TEXT TO READ:
BERYL (EMERALD, AQUAMARINE, GOLDEN BERYL).
This gem, chemically a silicate of alumina and glucina (or beryllia) and ranking among the most valuable of precious stones, is found quite extensively in North Carolina. Its commoner variety, beryl, occurs at many places in the State, and sometimes of beautiful gem quality; these are the aquamarines, blue to light green and the yellow or golden beryl. We will first treat of the precious variety, emerald.
Emerald Beryl.—Very few genuine emeralds have been found in the United States; and a number of reported specimens, assumed to be such, have proved upon examination to be only deep green beryls. The true emerald owes its color to a minute amount of oxide of chromium. Some beryls are of a very rich light green, and closely resemble emerald, so that they may easily be regarded as such; but they lack the depth of color so valued in the real emerald (see Pls. III and IX). The chief localities are Alexander and Mitchell counties, N. C, where emeralds, or beryls suggesting them occur. In the former it has been found at several different points, with quartz, rutile (some of the finest known), dolomite, muscovite, garnet, apatite, pyrite, etc., all in fine crystals. One of these places, Stony Point, is about 35 miles southeast of the Blue Eidge, and 16 miles northeast of Statesville, N. C. The surface of the country is rolling, the altitude being about 1000 feet above sea level. The soil, which is not very productive, is generally a red, gravelly clay, resulting from the decomposition of the gneissoid rock, and under these circumstances it is easy to find the sources of minerals discovered on the surface. Prof. Washington C. Kerr's theory of the "frost-drift" is well illustrated by the conditions that prevail throughout this region. The unaltered rock appears at Stony Point at a depth of 26 feet and is unusually hard, especially the walls of the gem-bearing pockets.

WORK TO DO:
Please update the passage on beryl gems from "BERYL (EMERALD, AQUAMARINE, GOLDEN" up to and including "precious variety, emerald.", swapping "North Carolina" for "NC".

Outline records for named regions
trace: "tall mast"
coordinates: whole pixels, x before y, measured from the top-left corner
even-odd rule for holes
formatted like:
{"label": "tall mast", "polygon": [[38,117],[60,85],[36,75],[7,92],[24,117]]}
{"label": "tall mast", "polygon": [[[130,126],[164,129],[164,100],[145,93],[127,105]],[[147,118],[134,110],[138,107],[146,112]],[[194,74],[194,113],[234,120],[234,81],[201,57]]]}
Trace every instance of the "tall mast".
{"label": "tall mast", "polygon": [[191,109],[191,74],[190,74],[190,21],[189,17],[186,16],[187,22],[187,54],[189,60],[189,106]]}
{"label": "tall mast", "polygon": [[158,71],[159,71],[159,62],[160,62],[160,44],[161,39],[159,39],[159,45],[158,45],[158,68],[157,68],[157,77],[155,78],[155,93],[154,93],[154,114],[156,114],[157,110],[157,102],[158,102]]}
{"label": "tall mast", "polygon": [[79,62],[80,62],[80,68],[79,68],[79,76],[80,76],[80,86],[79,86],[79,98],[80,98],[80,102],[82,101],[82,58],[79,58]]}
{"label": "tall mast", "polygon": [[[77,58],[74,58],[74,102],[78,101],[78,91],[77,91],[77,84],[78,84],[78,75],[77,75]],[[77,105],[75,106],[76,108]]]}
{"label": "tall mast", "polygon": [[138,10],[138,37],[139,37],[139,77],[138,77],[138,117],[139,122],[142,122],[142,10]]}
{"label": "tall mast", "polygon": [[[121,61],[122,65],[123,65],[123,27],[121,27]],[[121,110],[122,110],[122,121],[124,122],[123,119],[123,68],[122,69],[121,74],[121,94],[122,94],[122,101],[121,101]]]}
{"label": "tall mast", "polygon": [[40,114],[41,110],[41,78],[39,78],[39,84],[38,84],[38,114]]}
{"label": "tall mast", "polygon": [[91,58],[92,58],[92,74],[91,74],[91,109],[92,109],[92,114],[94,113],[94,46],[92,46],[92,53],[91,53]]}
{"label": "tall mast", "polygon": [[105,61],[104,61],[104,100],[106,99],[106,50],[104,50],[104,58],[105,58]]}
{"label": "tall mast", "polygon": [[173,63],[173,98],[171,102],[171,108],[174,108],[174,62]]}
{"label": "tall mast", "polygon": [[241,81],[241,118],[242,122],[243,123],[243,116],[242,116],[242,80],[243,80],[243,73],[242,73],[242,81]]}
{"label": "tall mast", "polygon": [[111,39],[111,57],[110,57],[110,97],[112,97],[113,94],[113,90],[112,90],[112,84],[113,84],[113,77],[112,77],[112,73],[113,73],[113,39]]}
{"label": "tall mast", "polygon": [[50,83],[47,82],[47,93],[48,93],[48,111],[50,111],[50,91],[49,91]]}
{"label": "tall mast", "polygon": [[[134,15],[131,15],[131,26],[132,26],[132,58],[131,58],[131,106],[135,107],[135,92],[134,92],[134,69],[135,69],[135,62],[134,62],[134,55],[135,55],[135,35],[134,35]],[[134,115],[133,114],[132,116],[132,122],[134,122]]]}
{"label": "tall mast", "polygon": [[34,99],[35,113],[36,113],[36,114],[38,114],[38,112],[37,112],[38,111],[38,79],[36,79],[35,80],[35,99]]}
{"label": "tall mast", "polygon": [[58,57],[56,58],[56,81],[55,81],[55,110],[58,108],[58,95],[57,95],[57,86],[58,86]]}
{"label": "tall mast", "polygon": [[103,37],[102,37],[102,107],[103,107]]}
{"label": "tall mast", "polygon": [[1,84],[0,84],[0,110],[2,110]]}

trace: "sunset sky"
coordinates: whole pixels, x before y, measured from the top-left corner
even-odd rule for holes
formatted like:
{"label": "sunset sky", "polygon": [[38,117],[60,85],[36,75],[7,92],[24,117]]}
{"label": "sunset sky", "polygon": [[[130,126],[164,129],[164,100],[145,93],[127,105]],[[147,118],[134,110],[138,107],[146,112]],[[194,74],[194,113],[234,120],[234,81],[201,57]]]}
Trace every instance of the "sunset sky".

THE SOLUTION:
BERYL (EMERALD, AQUAMARINE, GOLDEN BERYL).
This gem, chemically a silicate of alumina and glucina (or beryllia) and ranking among the most valuable of precious stones, is found quite extensively in NC. Its commoner variety, beryl, occurs at many places in the State, and sometimes of beautiful gem quality; these are the aquamarines, blue to light green and the yellow or golden beryl. We will first treat of the precious variety, emerald.